Bright Young Things quotes

  • Colonel Blount: Don't think me discourteous, but I'm afraid it's impossible for me to ask you to luncheon. I have a guest coming on intimate family business. It's some young rascal who wants to marry my daughter.

    Adam Fenwick-Symes: Well, I want to marry your daughter too.

    Colonel Blount: What an extraordinary thing. Are you sure?

  • Colonel Blount: So you're the young fool who's going to marry my daughter.

    Adam Fenwick-Symes: I very much hope so, Sir.

    Colonel Blount: How much money have you got?

    Adam Fenwick-Symes: Well... I had a thousand pounds last night. I gave to all to a drunken major.

    Colonel Blount: What did you do that for?

    Adam Fenwick-Symes: Well, I... I hoped he'd put it on Indian Runner... In the November handicap.

    Colonel Blount: Never heard of the animal. When will you next have some money?

    Adam Fenwick-Symes: Well, when I've written some book. You see, I owe Lord Monomark. For an advance. And until I get it written I rather hoped... *we* rather hoped that you might... help us.

    Colonel Blount: How could *I* help you? I have never written a book in my life. Worte a letter to the Times once. Never published.

    Adam Fenwick-Symes: We thought that... well, that you might give us some money.

    Colonel Blount: You thought *that*, did you?... I think that's an admirable idea. I don't see any reason shy I shouldn't. How much do you want?

Dataset section.
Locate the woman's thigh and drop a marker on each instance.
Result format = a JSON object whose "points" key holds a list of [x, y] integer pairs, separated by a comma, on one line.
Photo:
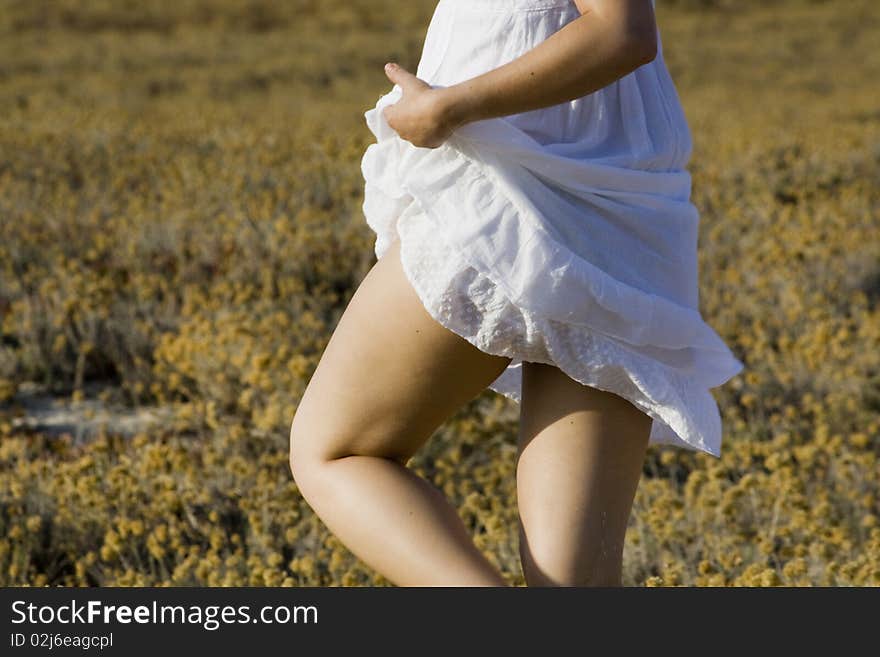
{"points": [[581, 454], [389, 376]]}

Objective. List every question that Colonel Blount asks in the Bright Young Things quotes.

Task result.
- "Are you sure?"
- "How much money have you got?"
- "What did you do that for?"
- "When will you next have some money?"
- "How could I help you?"
- "You thought that, did you?"
- "How much do you want?"